On the basis of the records below, report how many lines contain the word "grass". Nothing else should be given.

[Dataset entries]
= Beginning of Section =
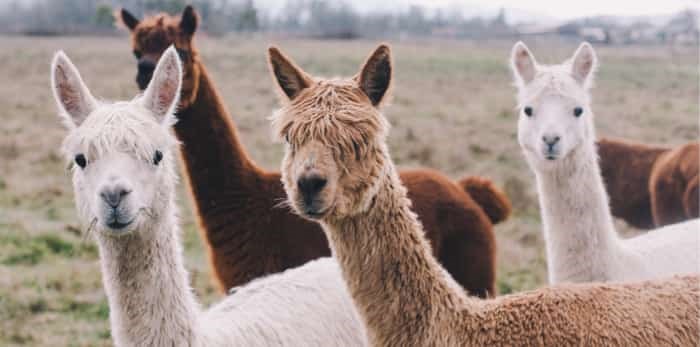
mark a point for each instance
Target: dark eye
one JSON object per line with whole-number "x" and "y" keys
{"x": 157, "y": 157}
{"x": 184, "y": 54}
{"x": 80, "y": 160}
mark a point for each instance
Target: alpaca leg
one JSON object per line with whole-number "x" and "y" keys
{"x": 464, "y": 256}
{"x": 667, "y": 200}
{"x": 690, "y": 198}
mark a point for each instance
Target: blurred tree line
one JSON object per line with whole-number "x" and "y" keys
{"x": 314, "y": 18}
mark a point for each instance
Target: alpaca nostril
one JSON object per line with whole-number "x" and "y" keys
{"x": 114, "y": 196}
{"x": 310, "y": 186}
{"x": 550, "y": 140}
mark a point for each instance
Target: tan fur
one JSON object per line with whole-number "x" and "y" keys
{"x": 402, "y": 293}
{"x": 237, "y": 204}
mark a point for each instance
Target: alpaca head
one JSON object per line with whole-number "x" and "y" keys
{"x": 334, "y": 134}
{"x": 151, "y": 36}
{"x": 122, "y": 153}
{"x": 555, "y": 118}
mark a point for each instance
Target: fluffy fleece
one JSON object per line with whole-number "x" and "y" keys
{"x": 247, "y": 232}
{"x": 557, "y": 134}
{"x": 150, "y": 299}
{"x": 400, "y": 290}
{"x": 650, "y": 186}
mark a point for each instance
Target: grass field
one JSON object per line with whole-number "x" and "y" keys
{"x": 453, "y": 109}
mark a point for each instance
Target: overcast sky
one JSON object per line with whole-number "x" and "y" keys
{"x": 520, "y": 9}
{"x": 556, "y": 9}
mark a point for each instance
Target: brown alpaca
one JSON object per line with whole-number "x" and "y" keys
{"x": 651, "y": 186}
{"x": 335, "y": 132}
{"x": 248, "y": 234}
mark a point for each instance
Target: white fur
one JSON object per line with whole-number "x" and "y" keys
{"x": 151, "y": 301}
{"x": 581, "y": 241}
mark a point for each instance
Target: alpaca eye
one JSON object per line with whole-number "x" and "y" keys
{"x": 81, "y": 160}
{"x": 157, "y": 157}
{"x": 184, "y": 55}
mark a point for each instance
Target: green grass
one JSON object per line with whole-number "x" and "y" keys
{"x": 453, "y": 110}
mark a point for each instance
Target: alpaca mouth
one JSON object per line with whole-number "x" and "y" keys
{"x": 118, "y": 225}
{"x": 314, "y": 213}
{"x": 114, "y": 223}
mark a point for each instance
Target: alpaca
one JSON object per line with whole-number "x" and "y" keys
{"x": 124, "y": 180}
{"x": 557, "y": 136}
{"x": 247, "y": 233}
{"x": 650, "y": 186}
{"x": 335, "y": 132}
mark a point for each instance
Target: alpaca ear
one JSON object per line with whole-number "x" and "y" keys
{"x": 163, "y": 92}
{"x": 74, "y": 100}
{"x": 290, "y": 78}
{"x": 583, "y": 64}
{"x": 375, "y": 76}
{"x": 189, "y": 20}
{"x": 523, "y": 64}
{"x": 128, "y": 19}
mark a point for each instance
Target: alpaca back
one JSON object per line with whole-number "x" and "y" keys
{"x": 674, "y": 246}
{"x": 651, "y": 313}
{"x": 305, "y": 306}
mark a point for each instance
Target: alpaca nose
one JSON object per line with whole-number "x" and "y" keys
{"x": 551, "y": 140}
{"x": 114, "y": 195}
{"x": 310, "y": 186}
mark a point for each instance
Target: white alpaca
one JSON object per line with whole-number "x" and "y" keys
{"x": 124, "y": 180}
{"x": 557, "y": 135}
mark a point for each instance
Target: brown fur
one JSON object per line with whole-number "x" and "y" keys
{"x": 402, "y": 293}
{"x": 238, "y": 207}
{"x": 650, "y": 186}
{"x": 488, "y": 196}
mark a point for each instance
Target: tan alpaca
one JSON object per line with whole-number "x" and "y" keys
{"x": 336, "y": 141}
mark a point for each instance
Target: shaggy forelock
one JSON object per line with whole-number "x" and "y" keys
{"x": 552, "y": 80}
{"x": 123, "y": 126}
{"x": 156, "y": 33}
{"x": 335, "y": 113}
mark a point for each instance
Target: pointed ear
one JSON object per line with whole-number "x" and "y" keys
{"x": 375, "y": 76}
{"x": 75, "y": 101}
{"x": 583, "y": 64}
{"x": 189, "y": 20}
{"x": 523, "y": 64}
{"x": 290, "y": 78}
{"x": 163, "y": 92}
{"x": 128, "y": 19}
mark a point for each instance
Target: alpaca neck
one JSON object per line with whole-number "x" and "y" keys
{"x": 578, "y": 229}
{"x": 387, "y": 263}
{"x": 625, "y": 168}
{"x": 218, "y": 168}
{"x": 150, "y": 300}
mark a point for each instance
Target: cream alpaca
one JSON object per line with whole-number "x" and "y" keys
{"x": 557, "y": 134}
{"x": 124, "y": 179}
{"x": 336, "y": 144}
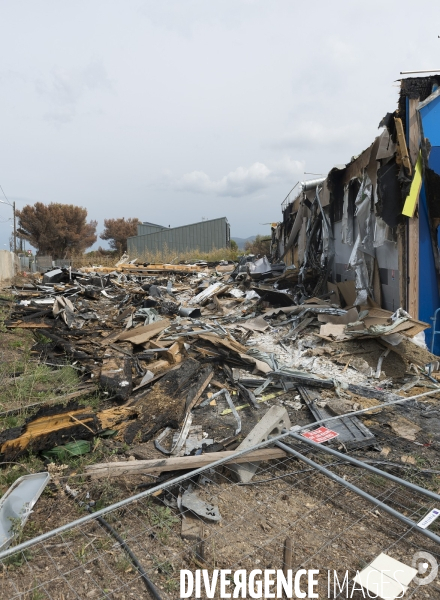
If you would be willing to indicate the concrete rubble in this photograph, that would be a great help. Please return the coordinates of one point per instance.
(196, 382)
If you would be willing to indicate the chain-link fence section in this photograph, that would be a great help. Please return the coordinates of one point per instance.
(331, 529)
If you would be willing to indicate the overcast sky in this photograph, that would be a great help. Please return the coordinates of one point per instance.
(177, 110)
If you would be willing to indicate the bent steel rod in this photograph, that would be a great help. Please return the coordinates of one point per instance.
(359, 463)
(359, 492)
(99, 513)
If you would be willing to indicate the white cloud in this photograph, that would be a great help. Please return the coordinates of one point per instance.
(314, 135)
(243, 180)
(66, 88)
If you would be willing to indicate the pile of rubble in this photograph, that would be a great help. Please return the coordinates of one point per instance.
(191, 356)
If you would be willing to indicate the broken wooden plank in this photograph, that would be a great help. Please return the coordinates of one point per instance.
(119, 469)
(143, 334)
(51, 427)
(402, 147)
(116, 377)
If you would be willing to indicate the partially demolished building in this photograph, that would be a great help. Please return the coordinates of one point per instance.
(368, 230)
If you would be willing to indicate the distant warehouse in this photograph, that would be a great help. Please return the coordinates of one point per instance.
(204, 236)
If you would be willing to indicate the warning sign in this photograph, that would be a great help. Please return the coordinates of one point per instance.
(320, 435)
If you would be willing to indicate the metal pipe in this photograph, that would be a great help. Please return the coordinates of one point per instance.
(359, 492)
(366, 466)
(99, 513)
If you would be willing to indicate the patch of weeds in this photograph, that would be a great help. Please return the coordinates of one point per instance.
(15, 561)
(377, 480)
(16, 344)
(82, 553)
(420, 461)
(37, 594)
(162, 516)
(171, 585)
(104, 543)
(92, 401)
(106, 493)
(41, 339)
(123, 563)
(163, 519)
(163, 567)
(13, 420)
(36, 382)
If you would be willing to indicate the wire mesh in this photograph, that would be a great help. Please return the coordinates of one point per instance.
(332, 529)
= End of Section =
Reply: 2